Material for the task
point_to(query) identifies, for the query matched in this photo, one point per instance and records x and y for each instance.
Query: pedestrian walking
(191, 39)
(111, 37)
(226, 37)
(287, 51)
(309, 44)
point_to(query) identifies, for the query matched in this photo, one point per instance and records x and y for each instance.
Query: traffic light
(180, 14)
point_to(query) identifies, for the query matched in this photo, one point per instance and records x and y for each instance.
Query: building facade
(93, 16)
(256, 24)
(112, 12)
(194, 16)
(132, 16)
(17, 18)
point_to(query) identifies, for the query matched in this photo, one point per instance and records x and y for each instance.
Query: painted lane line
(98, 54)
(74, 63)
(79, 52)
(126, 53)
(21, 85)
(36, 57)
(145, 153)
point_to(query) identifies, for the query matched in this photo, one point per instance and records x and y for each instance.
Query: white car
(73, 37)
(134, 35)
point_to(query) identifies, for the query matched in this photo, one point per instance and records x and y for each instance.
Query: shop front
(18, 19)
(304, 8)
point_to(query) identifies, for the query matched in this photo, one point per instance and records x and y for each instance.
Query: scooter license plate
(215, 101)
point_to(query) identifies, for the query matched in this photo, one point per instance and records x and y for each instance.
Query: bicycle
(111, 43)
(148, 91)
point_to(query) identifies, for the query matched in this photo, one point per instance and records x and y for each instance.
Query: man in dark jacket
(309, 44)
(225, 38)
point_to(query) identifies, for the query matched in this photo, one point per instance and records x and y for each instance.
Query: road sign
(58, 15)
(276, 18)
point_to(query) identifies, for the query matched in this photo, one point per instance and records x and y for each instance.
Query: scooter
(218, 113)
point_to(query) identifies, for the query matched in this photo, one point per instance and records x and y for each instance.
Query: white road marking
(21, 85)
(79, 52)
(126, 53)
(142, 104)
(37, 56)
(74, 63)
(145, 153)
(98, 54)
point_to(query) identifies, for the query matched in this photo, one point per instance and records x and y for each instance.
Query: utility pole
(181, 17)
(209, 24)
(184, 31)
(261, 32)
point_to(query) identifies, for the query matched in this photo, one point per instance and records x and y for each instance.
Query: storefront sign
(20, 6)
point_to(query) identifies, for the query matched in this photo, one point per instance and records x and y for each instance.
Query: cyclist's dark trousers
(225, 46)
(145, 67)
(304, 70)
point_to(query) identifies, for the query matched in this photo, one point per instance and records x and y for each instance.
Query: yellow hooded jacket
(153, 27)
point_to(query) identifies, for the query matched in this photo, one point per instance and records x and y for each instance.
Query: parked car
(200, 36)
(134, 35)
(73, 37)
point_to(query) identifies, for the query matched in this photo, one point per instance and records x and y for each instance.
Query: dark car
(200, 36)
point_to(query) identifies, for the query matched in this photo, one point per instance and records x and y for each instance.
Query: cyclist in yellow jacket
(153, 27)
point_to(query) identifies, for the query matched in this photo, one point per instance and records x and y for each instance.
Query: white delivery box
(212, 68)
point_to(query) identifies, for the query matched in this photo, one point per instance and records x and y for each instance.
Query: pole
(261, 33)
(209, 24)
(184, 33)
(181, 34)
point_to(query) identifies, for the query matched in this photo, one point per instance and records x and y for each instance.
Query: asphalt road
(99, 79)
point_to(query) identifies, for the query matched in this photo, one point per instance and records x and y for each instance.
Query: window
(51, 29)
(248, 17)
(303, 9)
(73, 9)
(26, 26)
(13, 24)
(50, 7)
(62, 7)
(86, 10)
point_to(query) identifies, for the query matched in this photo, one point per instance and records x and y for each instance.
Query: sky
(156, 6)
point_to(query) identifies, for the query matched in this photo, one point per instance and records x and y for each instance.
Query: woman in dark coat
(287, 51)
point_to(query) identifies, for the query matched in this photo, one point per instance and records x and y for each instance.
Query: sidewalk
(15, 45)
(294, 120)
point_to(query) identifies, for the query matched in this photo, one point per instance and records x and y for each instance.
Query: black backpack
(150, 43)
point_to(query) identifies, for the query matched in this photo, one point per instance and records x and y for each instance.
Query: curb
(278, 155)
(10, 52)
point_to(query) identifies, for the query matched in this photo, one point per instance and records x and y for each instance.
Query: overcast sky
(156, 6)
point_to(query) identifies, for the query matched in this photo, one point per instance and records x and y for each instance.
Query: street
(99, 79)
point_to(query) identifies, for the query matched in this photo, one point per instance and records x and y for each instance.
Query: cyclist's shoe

Task to carry out
Restate all of the material, keeping every word intact.

Result for this exercise
point_to(query) identifies, for the query matched in this photo, one point per instance and records x and y for each instance.
Query: pedestrian walking
(191, 39)
(111, 37)
(226, 37)
(287, 51)
(309, 44)
point_to(query) identifies, for the query matched in this photo, one point per instance and records x and y for each instance.
Query: traffic light
(180, 14)
point_to(query) identifies, for the query matched in this photo, one point per instance and records x and y for each instance.
Query: building facade
(93, 16)
(256, 24)
(112, 12)
(194, 16)
(132, 16)
(17, 18)
point_to(query) identifies, for the query matched in this photo, one point per instance and records x and y for each instance.
Query: painted lane line
(98, 54)
(74, 63)
(79, 52)
(126, 53)
(21, 85)
(36, 57)
(145, 153)
point_to(query) identifies, for the query matched in this photo, one point per instance and records x and y for each instance.
Query: white car
(73, 37)
(134, 35)
point_to(query) identifies, for the query matched in this photo, one point per instance and records x and y for each instance.
Query: shop front
(18, 19)
(304, 8)
point_to(query) identifies, for the query matched in this photo, one point per instance and records x and y for each instance.
Query: scooter license plate
(215, 101)
point_to(query) identifies, for the query matched in this photo, one point per instance and records x and y for each instance.
Query: bicycle
(111, 43)
(148, 91)
point_to(query) identifies, for the query matched in this photo, one point per instance and records x and y for each instance.
Query: man in dark jacket
(309, 44)
(225, 38)
point_to(query) identifies, for the query matched in this photo, one point per instance and records x and y for each instance.
Query: road sign
(58, 15)
(276, 18)
point_to(query) identifies, for the query matched in this photo, one point per instance and records x and y for each instance.
Query: scooter
(218, 113)
point_to(query) identifies, for the query matched in this photo, one point per instance and records x and y for each instance.
Query: white road marking
(21, 85)
(79, 52)
(126, 53)
(142, 104)
(37, 56)
(74, 63)
(145, 153)
(98, 54)
point_to(query) identifies, for the query matched in this photo, one point per instance and records x and y for each instance.
Query: utility pole
(181, 17)
(209, 24)
(184, 31)
(261, 32)
point_to(query) identifies, for the query matched in this photo, one point per instance and records x and y for each instance.
Query: storefront sign
(20, 6)
point_to(query) identifies, for the query matched in this photo, one point per instance and records x and y for each instance.
Query: cyclist's dark trousers
(225, 46)
(145, 67)
(304, 70)
point_to(query) identifies, for the query matched in this photo, one point per instance and records x and y for each instance.
Query: yellow hooded jacket
(153, 27)
point_to(query) identifies, for the query matched in this photo, one point per instance and records x and y for each instance.
Query: parked car
(200, 36)
(134, 35)
(73, 37)
point_to(query) identifies, for the query matched in this photo, one point per instance and records x and y for each instance.
Query: dark car
(200, 36)
point_to(query) identifies, for the query matched in this photo, one point per instance and records x and y for each instance.
Query: cyclist in yellow jacket
(153, 27)
point_to(query) identifies, for the query matched in this photo, one point per instance and records x and y for each instance.
Query: white delivery box
(212, 68)
point_to(query) identifies, for the query matched in this photo, one point per instance and records x and y for each instance.
Query: pole
(261, 33)
(209, 24)
(184, 33)
(181, 34)
point_to(query) identifies, for the query matched in this photo, one point per instance and records x and y for each instance.
Query: asphalt road
(99, 79)
point_to(query) identifies, for the query matched in this photo, one point per instance and records x and y for each instance.
Query: window
(51, 29)
(248, 17)
(303, 9)
(73, 9)
(26, 26)
(13, 24)
(50, 7)
(62, 7)
(86, 10)
point_to(query) identifies, for the query matched in this photo, one point per instance and records x and y for each instance.
Query: sky
(156, 6)
point_to(query) identifies, for the query matched in this photo, one point per instance and records x and y for each instance.
Query: woman in dark coat
(287, 51)
point_to(query) identifies, for the query matched in this photo, one point per instance and records x and y for each instance.
Query: sidewalk
(15, 45)
(294, 120)
point_to(query) identifies, for the query matched in this photo, one point per instance and records x and y for each instance.
Query: black backpack
(150, 43)
point_to(query) identifies, for the query matched in this photo, one point per instance and records x and y for each instance.
Query: curb
(278, 155)
(10, 52)
point_to(query) identifies, for the query matched in this photo, one point per instance and records x and y for each instance.
Query: overcast sky
(156, 6)
point_to(query) identifies, for the query matched in this photo, one point per instance and records x and y for each instance.
Query: street
(99, 79)
point_to(query) identifies, for the query matched in this photo, one point per instance and records x and y for each instance.
Query: cyclist's shoe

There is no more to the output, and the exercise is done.